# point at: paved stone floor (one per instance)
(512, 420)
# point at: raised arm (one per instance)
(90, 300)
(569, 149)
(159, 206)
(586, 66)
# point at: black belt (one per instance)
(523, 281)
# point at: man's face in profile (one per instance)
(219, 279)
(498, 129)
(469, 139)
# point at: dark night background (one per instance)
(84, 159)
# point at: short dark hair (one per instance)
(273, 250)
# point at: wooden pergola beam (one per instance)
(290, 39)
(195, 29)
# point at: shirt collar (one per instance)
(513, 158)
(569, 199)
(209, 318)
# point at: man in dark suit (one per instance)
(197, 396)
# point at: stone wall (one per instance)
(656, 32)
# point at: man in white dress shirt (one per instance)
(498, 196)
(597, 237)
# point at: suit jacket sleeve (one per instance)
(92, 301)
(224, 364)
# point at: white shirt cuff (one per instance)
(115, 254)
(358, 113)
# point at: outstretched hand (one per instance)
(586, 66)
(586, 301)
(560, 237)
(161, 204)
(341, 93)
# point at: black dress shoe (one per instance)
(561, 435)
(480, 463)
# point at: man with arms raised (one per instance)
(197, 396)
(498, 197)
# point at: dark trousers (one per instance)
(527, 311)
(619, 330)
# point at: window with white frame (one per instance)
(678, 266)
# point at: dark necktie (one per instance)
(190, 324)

++++

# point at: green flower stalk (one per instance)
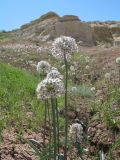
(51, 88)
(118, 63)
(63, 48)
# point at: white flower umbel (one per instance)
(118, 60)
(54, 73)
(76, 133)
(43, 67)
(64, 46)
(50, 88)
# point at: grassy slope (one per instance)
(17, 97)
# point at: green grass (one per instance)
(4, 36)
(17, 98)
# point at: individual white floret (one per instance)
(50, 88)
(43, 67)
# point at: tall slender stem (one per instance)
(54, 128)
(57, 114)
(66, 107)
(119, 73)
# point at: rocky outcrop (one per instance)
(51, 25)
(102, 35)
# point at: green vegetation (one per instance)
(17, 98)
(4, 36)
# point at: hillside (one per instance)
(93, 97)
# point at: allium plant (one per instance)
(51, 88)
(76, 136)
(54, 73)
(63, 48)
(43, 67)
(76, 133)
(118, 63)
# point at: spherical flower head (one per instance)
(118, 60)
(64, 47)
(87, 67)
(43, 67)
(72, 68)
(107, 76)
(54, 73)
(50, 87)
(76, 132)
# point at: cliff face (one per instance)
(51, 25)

++++

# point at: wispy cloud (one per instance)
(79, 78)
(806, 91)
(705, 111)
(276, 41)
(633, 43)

++++

» **DESCRIPCIÓN DEL EJERCICIO**
Reúne y copia cada línea de los ítems de arriba en la que aparezca la palabra "stone".

» **RESPUESTA**
# point at: paved stone floor (one per instance)
# point at: stone wall (one per instance)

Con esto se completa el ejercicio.